(Items listed in a dataset)
[Start of section]

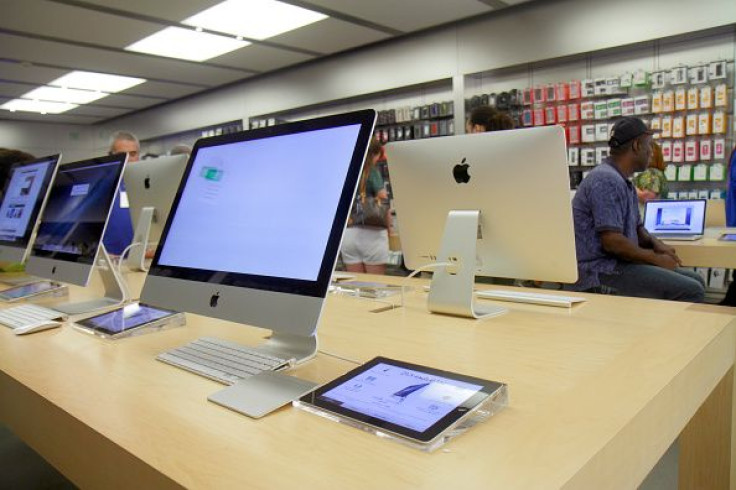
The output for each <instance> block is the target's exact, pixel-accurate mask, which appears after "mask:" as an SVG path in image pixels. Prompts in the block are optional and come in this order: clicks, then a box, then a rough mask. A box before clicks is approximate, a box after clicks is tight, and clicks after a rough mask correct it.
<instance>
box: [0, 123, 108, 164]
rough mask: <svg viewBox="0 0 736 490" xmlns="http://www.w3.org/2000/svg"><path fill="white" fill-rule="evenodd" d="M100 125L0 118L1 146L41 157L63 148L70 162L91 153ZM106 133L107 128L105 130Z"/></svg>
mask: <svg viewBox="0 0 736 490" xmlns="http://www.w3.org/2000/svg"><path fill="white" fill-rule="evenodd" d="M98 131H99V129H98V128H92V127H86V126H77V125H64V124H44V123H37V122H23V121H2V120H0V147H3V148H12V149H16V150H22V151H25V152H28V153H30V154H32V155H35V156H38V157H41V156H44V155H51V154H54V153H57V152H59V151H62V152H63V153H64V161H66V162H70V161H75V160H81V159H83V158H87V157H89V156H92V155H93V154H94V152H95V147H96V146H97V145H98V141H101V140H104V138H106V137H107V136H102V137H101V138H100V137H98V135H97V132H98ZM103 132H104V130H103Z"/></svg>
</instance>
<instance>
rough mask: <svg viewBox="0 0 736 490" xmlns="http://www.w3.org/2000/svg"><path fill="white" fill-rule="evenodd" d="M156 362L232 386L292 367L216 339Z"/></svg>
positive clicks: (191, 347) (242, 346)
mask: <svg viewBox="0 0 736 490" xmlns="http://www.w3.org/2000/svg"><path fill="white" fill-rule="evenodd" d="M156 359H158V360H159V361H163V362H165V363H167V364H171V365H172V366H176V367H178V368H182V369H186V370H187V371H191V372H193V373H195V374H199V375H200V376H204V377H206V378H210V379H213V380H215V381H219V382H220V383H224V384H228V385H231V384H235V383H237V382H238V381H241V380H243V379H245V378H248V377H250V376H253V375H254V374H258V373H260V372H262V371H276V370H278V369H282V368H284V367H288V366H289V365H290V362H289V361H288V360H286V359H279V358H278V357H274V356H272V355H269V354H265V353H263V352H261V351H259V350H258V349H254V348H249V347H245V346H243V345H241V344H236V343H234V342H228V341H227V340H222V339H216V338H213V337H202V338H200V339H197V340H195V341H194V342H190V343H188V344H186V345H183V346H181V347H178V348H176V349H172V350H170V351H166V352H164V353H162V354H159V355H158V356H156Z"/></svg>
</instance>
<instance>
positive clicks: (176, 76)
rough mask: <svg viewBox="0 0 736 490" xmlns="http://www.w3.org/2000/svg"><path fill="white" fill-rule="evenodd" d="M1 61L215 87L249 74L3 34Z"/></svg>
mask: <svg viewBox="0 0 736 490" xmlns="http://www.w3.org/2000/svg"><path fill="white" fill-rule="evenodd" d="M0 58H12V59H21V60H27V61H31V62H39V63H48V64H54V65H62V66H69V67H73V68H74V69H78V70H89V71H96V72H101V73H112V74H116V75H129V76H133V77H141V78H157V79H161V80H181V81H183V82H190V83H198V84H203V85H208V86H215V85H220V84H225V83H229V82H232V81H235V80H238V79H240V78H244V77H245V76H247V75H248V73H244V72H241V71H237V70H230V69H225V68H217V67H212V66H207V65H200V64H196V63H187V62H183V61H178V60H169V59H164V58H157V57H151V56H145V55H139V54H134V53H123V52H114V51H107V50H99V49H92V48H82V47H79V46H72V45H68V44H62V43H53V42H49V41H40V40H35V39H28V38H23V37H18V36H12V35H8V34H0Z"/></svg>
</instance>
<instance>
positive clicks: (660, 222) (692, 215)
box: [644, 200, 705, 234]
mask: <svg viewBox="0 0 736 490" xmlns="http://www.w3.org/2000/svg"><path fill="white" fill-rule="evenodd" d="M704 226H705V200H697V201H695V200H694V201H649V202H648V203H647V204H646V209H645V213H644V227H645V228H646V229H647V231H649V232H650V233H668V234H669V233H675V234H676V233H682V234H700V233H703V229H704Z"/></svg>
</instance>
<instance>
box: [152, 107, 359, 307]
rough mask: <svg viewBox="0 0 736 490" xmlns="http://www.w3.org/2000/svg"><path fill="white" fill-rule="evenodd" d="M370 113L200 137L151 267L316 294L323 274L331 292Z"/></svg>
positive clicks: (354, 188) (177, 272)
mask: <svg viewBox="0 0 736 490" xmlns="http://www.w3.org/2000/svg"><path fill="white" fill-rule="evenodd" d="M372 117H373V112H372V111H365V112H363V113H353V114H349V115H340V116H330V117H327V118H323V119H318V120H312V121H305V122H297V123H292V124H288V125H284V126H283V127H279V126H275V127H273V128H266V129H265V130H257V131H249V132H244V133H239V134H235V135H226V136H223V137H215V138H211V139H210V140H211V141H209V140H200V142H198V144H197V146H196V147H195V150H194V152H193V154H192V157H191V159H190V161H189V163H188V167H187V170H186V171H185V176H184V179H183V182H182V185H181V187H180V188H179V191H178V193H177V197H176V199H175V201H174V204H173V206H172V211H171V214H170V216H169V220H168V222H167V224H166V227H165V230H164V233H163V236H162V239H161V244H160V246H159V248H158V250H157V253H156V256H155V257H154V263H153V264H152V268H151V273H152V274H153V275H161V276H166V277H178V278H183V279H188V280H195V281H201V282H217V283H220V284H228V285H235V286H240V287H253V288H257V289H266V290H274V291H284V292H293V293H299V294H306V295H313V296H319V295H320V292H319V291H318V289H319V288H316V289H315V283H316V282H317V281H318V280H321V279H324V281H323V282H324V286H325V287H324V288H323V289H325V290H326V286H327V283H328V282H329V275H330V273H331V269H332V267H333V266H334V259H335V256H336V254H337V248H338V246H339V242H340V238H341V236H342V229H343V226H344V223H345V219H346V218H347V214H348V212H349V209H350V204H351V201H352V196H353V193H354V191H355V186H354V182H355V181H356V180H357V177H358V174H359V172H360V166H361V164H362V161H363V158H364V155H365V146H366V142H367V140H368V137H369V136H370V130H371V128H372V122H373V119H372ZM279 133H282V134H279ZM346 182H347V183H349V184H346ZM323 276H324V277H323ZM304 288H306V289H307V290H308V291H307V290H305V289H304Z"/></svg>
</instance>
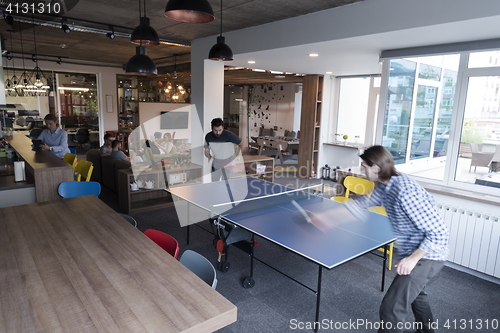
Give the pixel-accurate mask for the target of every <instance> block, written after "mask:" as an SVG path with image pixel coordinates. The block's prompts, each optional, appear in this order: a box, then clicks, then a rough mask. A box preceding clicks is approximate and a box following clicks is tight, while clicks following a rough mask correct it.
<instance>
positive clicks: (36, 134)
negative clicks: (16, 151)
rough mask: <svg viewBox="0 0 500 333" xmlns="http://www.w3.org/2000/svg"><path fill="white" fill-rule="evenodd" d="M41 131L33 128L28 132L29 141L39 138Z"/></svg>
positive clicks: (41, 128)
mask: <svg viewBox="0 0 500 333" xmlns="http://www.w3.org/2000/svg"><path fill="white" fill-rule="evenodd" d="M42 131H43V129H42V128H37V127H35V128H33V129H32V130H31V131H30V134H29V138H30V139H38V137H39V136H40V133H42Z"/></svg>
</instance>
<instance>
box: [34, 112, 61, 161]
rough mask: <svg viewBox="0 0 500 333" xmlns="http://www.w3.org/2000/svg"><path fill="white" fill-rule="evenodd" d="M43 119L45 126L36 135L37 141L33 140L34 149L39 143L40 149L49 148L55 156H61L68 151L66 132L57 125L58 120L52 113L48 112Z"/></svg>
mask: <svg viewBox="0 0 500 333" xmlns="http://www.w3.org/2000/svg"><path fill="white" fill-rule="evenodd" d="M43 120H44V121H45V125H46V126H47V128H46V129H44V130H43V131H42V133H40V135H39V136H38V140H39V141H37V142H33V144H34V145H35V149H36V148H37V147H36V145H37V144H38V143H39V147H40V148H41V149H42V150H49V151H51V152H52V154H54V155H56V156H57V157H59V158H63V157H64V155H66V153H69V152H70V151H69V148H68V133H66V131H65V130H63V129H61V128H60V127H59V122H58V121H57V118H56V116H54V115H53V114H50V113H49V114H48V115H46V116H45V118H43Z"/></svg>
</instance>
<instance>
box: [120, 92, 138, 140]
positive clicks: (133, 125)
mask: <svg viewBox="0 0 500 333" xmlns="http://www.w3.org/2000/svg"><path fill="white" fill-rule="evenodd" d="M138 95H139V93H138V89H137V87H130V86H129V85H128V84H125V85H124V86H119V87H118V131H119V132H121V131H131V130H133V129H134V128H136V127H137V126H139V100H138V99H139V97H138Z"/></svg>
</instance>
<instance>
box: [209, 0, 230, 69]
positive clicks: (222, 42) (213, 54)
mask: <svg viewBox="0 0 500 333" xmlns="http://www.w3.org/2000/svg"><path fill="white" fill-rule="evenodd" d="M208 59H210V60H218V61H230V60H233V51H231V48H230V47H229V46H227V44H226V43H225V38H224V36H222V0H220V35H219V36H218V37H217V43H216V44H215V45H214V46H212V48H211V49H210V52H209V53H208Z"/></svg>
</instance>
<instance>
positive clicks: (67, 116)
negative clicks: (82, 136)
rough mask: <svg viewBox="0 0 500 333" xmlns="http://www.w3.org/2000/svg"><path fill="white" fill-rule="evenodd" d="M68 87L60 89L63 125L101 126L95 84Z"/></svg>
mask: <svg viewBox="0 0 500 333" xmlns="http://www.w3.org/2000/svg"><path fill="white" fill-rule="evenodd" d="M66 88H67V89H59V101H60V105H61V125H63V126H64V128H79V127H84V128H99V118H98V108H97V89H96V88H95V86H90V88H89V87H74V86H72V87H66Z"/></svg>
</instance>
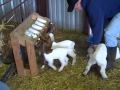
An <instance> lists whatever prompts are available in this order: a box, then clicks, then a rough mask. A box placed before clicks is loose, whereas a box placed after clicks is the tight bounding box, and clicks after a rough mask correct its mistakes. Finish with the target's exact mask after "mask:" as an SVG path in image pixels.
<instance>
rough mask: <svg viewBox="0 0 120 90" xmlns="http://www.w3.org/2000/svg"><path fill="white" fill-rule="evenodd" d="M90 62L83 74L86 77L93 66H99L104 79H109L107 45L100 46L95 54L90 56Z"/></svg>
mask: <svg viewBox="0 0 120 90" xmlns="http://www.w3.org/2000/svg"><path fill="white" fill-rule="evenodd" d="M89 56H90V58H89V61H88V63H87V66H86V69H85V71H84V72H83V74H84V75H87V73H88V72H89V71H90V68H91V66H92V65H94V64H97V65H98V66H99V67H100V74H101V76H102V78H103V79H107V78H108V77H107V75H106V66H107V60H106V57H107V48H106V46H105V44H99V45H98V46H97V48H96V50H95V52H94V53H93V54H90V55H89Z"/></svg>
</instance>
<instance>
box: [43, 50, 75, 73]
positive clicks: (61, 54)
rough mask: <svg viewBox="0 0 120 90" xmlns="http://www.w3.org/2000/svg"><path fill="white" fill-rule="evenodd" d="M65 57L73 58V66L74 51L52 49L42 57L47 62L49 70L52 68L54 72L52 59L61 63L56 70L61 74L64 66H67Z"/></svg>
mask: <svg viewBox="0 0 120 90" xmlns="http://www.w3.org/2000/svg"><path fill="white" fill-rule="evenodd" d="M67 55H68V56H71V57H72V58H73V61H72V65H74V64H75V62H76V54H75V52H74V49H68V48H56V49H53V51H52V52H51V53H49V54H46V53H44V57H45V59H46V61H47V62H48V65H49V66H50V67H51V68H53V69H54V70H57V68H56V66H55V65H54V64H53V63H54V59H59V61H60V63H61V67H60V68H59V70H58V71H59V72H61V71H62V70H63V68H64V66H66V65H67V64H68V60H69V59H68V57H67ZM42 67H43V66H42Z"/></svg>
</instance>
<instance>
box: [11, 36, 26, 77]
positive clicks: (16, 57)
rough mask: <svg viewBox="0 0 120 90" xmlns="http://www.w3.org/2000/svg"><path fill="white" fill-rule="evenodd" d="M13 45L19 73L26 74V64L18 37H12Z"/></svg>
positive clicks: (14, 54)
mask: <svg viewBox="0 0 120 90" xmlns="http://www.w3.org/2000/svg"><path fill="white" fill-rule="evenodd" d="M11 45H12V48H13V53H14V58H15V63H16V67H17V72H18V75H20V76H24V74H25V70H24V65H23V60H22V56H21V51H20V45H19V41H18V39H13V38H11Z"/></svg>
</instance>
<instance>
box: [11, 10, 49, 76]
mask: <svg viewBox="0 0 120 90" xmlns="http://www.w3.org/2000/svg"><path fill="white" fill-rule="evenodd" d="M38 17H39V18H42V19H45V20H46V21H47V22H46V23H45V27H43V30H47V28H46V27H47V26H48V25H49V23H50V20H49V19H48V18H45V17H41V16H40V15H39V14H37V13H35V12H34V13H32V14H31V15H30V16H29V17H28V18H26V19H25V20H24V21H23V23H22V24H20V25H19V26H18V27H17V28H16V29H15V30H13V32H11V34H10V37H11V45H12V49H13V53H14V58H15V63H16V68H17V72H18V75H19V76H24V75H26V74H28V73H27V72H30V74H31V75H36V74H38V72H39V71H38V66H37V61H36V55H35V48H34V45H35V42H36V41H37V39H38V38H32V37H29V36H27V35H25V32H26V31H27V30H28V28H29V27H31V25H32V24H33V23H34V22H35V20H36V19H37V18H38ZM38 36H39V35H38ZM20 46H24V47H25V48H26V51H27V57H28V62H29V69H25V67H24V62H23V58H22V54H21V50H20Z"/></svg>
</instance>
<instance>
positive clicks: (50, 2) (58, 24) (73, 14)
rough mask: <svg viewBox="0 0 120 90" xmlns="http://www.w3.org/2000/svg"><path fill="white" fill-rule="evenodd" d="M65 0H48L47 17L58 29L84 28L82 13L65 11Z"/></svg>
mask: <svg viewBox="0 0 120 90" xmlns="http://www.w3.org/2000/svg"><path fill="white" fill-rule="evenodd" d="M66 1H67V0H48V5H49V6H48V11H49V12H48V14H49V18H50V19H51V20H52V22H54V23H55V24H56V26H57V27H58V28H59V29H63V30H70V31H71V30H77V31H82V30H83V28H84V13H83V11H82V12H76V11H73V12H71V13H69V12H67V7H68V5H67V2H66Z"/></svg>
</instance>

[End of section]

:: WORK TASK ::
Rewrite the records from their first line through the line containing "box: [0, 123, 108, 164]", replacing "optional" with "not required" and keeping everything else unchanged. Leave the pictures out.

:: ANSWER TO THE EXERCISE ::
The output for each <instance> block is the target's exact, pixel-accurate mask, which appears after "mask:" as an SVG path in image pixels. Prompts in the block are not required and come in this order: clicks, then a box, then a rough mask. A box before clicks is approximate, a box after clicks is tight, and clicks after a rough mask correct it.
<instance>
box: [0, 123, 108, 164]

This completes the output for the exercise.